— Start Document —
3D Gaussian Splatting Driven Multi-View Robust Physical Adversarial Camouflage Generation¶

Conference: ICCV 2025 arXiv: 2507.01367 Code: https://github.com/TRLou/PGA Area: Autonomous Driving Keywords: 3D Gaussian Splatting, Physical Adversarial Attack, Adversarial Camouflage, Multi-View Robustness, Autonomous Driving Security

TL;DR¶

This paper proposes PGA, the first physical adversarial attack framework based on 3D Gaussian Splatting (3DGS). By addressing mutual occlusion and self-occlusion among Gaussians to ensure cross-viewpoint consistency, and by designing a min-max optimization strategy to filter non-robust adversarial features, PGA substantially outperforms state-of-the-art methods in both the digital and physical domains.

Background & Motivation¶

Physical adversarial attacks are a critical tool for exposing the vulnerabilities of deep neural networks, posing significant threats in safety-critical scenarios such as autonomous driving. Compared to adversarial patches, adversarial camouflage covers the entire surface of a target object, enabling stronger and more persistent attack effects in complex physical environments.
— End Document —
— Start Record extracts —
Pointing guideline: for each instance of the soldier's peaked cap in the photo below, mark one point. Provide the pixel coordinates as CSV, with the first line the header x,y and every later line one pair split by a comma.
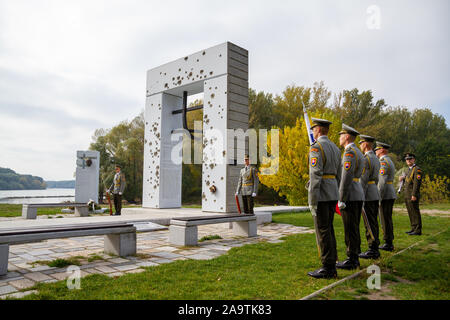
x,y
320,122
409,156
349,130
382,145
364,138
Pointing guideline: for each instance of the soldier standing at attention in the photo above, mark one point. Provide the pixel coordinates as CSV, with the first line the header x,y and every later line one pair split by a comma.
x,y
248,185
387,194
117,188
369,182
323,194
351,196
413,180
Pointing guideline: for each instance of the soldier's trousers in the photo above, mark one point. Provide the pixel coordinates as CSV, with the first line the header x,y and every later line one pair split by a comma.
x,y
325,230
414,215
118,203
248,204
371,208
351,216
386,220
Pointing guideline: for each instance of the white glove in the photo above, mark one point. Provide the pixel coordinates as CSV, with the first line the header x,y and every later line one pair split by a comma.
x,y
313,210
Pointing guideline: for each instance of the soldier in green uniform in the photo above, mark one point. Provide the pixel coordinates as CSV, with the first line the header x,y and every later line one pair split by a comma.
x,y
413,180
369,182
248,185
117,188
387,194
323,194
351,196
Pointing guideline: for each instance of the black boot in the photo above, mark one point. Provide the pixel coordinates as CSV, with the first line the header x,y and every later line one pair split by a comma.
x,y
323,273
387,247
348,264
370,254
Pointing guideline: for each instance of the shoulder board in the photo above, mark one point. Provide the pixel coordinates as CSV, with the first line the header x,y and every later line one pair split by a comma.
x,y
347,154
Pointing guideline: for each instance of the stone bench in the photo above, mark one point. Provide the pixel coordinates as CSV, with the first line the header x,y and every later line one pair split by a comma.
x,y
184,231
120,238
29,211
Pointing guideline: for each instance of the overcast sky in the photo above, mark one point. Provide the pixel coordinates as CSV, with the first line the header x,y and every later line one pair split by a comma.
x,y
70,67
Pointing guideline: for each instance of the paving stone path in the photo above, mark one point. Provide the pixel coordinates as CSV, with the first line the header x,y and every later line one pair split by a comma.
x,y
153,249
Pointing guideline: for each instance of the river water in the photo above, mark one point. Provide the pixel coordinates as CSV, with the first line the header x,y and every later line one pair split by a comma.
x,y
37,196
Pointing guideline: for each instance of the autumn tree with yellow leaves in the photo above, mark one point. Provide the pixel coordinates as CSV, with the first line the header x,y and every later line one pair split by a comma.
x,y
290,172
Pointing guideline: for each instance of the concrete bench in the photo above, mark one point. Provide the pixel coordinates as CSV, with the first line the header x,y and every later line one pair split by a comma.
x,y
29,211
184,231
120,238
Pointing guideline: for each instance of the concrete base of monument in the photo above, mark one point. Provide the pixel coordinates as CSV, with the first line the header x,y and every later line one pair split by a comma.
x,y
163,216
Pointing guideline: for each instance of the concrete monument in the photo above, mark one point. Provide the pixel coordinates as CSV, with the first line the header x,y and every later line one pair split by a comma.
x,y
221,73
87,176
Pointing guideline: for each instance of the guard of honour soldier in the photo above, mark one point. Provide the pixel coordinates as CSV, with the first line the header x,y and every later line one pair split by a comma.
x,y
117,188
248,185
359,184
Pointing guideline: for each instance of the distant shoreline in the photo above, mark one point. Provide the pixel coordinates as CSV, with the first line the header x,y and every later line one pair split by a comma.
x,y
29,197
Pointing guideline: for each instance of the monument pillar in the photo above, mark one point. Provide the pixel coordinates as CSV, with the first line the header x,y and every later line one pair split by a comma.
x,y
221,72
87,176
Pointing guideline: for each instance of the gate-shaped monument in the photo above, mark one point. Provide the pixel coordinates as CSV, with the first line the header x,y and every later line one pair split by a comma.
x,y
221,73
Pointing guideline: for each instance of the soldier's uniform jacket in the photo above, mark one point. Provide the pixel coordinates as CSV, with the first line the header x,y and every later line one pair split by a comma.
x,y
353,163
118,185
413,182
369,177
324,171
386,179
248,181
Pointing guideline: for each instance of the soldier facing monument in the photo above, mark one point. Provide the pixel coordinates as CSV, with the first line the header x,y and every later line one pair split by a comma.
x,y
369,182
248,185
413,181
351,196
117,188
387,194
323,194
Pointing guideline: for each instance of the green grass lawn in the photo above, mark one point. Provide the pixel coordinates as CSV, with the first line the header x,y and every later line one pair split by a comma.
x,y
15,210
257,271
420,273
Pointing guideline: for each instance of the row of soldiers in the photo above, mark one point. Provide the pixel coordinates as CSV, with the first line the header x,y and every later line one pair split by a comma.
x,y
358,184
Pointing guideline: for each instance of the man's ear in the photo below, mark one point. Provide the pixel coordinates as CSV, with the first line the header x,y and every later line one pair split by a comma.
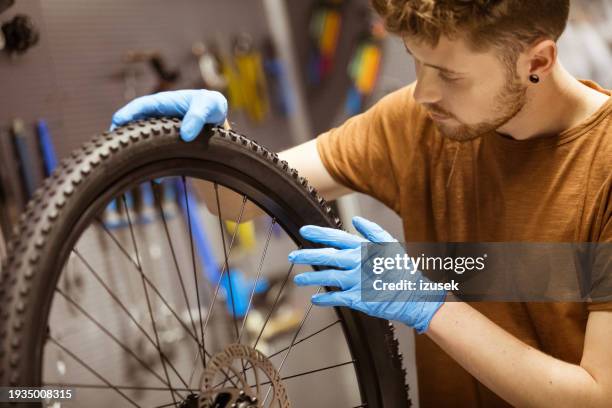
x,y
541,58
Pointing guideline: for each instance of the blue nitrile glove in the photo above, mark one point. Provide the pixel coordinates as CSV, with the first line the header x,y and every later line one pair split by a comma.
x,y
197,107
412,310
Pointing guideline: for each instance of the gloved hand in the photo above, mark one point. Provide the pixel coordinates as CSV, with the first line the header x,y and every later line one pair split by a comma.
x,y
197,107
416,309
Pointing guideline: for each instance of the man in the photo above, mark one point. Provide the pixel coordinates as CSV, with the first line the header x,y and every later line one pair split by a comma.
x,y
495,141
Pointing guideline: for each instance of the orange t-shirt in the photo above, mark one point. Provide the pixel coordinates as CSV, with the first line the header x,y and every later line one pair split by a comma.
x,y
549,189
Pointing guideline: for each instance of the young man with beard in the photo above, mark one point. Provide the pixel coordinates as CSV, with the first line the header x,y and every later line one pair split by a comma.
x,y
495,141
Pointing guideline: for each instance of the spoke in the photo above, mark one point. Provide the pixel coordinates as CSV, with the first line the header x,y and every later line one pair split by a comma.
— End Record extracts —
What to do.
a) Write out the part of the PGA paper summary starting with "3D Gaussian Splatting Driven" and going on through "and physical domains.".
b) Pick up the PGA paper summary after its final sentence and continue writing it.

Exercise results.
a)
3D Gaussian Splatting Driven Multi-View Robust Physical Adversarial Camouflage Generation¶

Conference: ICCV 2025 arXiv: 2507.01367 Code: https://github.com/TRLou/PGA Area: Autonomous Driving Keywords: 3D Gaussian Splatting, Physical Adversarial Attack, Adversarial Camouflage, Multi-View Robustness, Autonomous Driving Security

TL;DR¶

This paper proposes PGA, the first physical adversarial attack framework based on 3D Gaussian Splatting (3DGS). By addressing mutual occlusion and self-occlusion among Gaussians to ensure cross-viewpoint consistency, and by designing a min-max optimization strategy to filter non-robust adversarial features, PGA substantially outperforms state-of-the-art methods in both the digital and physical domains.

b)
However, existing adversarial camouflage methods suffer from two core limitations: 1. Reliance on mesh priors and simulation environments: Methods such as DAS, FCA, and DTA require mesh models of the target object and depend on simulators like CARLA to construct virtual environments, incurring high acquisition costs and an unavoidable domain gap with the real world. 2. Insufficient multi-view robustness: Limited diversity of training backgrounds causes optimization to fall into local optima, resulting in camouflage patterns with poor generalizability across different viewpoints, distances, and weather conditions.

NeRF has recently been introduced for 3D modeling in adversarial attack research, but its inherent drawbacks—slow rendering speed, low quality, and high memory demands—limit its effectiveness. As a novel 3D representation, 3DGS offers fast and accurate reconstruction together with differentiable real-time rendering, providing a stronger foundation for physical adversarial attacks.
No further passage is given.